__Work required__
Reproduce the listing below word for word, leaving every line unchanged.

__Items__
━━━━━━━━━━━━━━━━━━━━
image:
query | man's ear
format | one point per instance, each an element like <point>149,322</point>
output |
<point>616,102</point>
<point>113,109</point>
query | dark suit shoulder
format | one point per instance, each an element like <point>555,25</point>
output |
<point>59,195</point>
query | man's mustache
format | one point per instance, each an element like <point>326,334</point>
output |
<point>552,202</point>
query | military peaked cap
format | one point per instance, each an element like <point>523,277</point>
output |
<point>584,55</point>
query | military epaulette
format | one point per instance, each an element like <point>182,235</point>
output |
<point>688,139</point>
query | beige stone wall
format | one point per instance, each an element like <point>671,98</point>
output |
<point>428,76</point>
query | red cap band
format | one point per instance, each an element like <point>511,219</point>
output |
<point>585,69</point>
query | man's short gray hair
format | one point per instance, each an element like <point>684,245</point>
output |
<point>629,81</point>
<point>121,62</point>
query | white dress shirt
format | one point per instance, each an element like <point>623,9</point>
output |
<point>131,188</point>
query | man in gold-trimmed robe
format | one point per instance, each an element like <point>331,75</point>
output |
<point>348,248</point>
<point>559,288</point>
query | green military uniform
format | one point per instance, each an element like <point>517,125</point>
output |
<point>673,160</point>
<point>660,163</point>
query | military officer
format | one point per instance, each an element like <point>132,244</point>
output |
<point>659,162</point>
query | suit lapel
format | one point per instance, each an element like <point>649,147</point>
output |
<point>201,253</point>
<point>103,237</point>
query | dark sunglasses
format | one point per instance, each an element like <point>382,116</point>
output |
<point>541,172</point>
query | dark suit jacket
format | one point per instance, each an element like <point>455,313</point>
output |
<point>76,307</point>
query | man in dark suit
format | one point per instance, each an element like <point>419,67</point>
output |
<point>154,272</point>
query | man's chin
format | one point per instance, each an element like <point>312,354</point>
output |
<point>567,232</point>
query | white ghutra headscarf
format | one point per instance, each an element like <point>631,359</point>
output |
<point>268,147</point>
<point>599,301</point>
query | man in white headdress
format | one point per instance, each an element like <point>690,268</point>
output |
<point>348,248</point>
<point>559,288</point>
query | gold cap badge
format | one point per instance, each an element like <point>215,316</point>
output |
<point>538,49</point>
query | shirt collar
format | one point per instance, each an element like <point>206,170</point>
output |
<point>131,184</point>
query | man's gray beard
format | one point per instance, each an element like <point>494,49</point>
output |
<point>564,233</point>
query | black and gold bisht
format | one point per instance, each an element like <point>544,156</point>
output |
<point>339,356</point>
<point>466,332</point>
━━━━━━━━━━━━━━━━━━━━
__Written reply__
image:
query | man's ear
format | one point per instance, each an element like <point>149,322</point>
output |
<point>616,102</point>
<point>113,109</point>
query | dark suit shoulder
format | one point per instance, each an element like <point>555,25</point>
output |
<point>59,195</point>
query | man's mustache
format | one point per instance, each an element like <point>326,334</point>
output |
<point>552,202</point>
query | military peaked cap
format | one point per instance, each an element like <point>523,277</point>
output |
<point>584,55</point>
query | military epaulette
format | one point per instance, each an element like <point>182,235</point>
output |
<point>688,139</point>
query | beige stone wall
format | one point per instance, each an element like <point>671,98</point>
output |
<point>428,76</point>
query | red cap band
format | one point per instance, each an element like <point>511,219</point>
output |
<point>585,69</point>
query | man's short gray hair
format | one point per instance, each an element like <point>684,245</point>
output |
<point>629,81</point>
<point>121,62</point>
query | white dress shirt
format | one point per instance, each an element like <point>623,9</point>
output |
<point>131,188</point>
query | man in gold-trimmed robe
format | one point per instance, each an element like <point>331,75</point>
output |
<point>348,248</point>
<point>559,288</point>
query | green military uniform
format | one point per instance, each an element like <point>517,125</point>
output |
<point>673,160</point>
<point>660,163</point>
query | military officer
format | one point per instance, each an element like <point>132,244</point>
output |
<point>659,162</point>
query | suit lapel
format | one point per instance, each an element like <point>649,147</point>
output |
<point>201,253</point>
<point>103,237</point>
query | dark sunglasses
format | one point per instance, each an element like <point>382,116</point>
output |
<point>541,172</point>
query | dark suit jacket
format | one point per instance, each an element like <point>455,313</point>
output |
<point>76,307</point>
query | man in dark suit
format | one point per instance, each an element like <point>419,67</point>
output |
<point>154,272</point>
query | man's chin
format | one point per instance, each an element like <point>312,354</point>
output |
<point>567,232</point>
query | white ghutra headscarf
format | one point per instance, each an element like <point>631,359</point>
output |
<point>268,147</point>
<point>599,301</point>
query | man in white headdress
format | one point per instance, each an element like <point>690,268</point>
output |
<point>348,248</point>
<point>559,288</point>
query | gold cap badge
format | one point per instance, each an element like <point>215,316</point>
output |
<point>538,49</point>
query | shirt collar
format | one point per instance, each an element like <point>206,170</point>
output |
<point>131,184</point>
query | man's gray beard
format | one point per instance, each an element like <point>494,49</point>
output |
<point>564,233</point>
query | black and gold bisht
format | one point per instance, each an element like <point>544,156</point>
output |
<point>339,356</point>
<point>466,332</point>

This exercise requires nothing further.